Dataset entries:
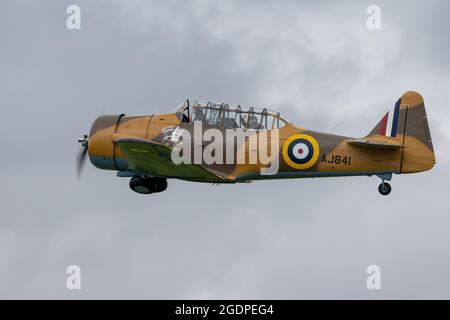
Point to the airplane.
(142, 147)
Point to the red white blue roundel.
(300, 151)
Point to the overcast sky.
(316, 62)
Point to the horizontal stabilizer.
(375, 145)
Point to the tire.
(161, 184)
(142, 185)
(384, 188)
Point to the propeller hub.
(83, 140)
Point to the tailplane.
(408, 126)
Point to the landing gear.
(384, 188)
(147, 185)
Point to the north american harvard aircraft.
(140, 147)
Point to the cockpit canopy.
(231, 116)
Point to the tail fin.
(410, 128)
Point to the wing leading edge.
(152, 158)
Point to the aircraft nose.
(101, 146)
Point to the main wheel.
(142, 185)
(384, 188)
(161, 184)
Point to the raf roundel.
(300, 151)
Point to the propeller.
(81, 157)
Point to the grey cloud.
(276, 239)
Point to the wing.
(152, 158)
(375, 144)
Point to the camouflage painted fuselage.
(409, 150)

— WHAT NEEDS TO BE DONE —
Print every record exactly without the images.

— FINISHED TASK —
Point to the airplane.
(142, 147)
Point to the red white blue roundel.
(300, 151)
Point to the overcast sky.
(316, 62)
Point to the horizontal stabilizer.
(375, 145)
Point to the tire.
(161, 184)
(142, 185)
(384, 188)
Point to the propeller hub.
(83, 140)
Point to the tailplane.
(408, 126)
Point to the landing gear.
(384, 188)
(147, 185)
Point to the north american harvard aircraft.
(140, 147)
Point to the cockpit canopy.
(231, 116)
Point to the tail fin.
(410, 128)
Point to the wing leading edge.
(152, 158)
Point to the aircraft nose.
(101, 146)
Point to the main wheel.
(142, 185)
(384, 188)
(161, 184)
Point to the raf roundel.
(300, 151)
Point to the propeller.
(81, 157)
Point to the grey cloud.
(276, 239)
Point to the wing.
(152, 158)
(375, 144)
Point to the camouflage painted fuselage.
(409, 150)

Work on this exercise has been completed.